Text shown ▸
==========
But almost nothing we planned ever came to fruition. Instead, Times Square succeeded for reasons that had nothing to do with our building schemes and everything to do with government policy that, by fighting crime, cracking down on the sex industry, and cutting taxes—albeit only selectively—at last allowed the market to do its work and bring the area back to life. The lesson: there's a right way and a wrong way for government to pursue economic development. It's a lesson that needs spelling out, since it's crucial to future economic recovery in New York.

It's important to recall accurately what Times Square was like when we officially launched our plan in November 1984, since today you still find a few people perversely nostalgic for it. Samuel R. Delany's new book, Times Square Red, Times Square Blue, is a case in point: it is a lament for defunct Times Square sex clubs like the Capri, the Eros, and the Venus. These risqué establishments, Delany argues, provided a harmless, playful way to subvert stuffy bourgeois morality.

But the Times Square Delany mourns was anything but playful. The area began going to seed during the late fifties after the sex industry—waved on by ill-advised federal and state court decisions that extended First Amendment protections to pornography—edged out and took over once-lustrous theaters that had been economically struggling since the Depression. The decline was rapid thereafter: the porn establishments attracted to Times Square an unsavory and increasingly criminal crowd. Already by 1960, the New York Times was calling the heart of Times Square—42nd Street between Seventh and Eighth—the "worst block in the city." By the eighties, things got worse still, with an amazing 2,300 crimes on the block in 1984 alone, 20 percent of them serious felonies such as murder or rape. Dispirited police, at the time more concerned with avoiding scandals than fighting crime—especially low-level crime like the prostitution that was swamping Times Square—would investigate the serious felonies but mostly stood by and watched as disorder grew (see "What We've Learned About Policing," Spring 1999).
==========
Exercise set ▸
1) Reproduce the Times Square passage word for word, everything from "It's important to" down to "stuffy bourgeois morality.".
2) Name every Times Square sex club that the Times Square passage mentions.
The material that follows is separate from the Times Square passage.

Material ▸
==========
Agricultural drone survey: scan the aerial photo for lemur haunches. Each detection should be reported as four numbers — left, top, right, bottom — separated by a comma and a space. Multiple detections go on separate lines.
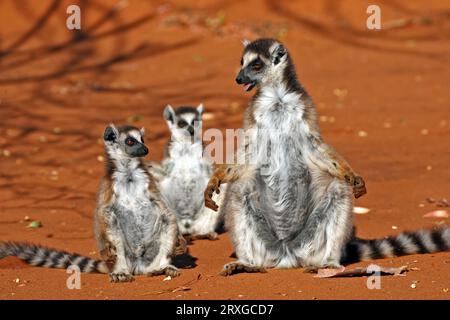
==========
Answers per task ▸
1)
It's important to recall accurately what Times Square was like when we officially launched our plan in November 1984, since today you still find a few people perversely nostalgic for it. Samuel R. Delany's new book, Times Square Red, Times Square Blue, is a case in point: it is a lament for defunct Times Square sex clubs like the Capri, the Eros, and the Venus. These risqué establishments, Delany argues, provided a harmless, playful way to subvert stuffy bourgeois morality.

2) the Capri, the Eros, the Venus